AIM OF THE EXERCISE
Please write all of the records out again, replacing every "sample" with "example" and changing nothing else. Leave out the pictures.
◆ ◆ ◆ ◆ ◆ ◆ ◆
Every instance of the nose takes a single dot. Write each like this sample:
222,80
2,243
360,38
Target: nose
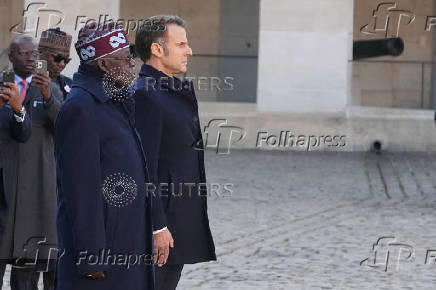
132,63
189,51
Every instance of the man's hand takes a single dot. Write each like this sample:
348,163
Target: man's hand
96,275
10,94
42,82
3,101
162,243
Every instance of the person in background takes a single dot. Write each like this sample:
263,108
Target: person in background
54,47
15,126
32,231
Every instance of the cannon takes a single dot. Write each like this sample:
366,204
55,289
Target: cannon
377,47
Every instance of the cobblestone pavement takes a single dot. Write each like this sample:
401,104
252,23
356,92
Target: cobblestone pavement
298,220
◆ ◆ ◆ ◆ ◆ ◆ ◆
RESPONSE TO THE TASK
Every instance of the nose takes a single dot. Write each like this example:
222,80
2,243
360,38
Target: nose
132,63
189,51
Every instance of the man's hand takes a single dot. Write each like this example:
348,163
Target: man's hand
96,275
10,94
42,82
3,101
162,243
Every instance of the person in background takes a single dot. Write each like this example:
263,108
Target: person in background
54,47
15,126
32,231
Every instance of the cannon takes a single dot. Write each like this example:
366,204
55,289
Target: cannon
377,47
Every instance of the cobblestone pavement takes a single dot. Write each like this example:
401,104
252,23
356,92
Target: cobblestone pavement
298,220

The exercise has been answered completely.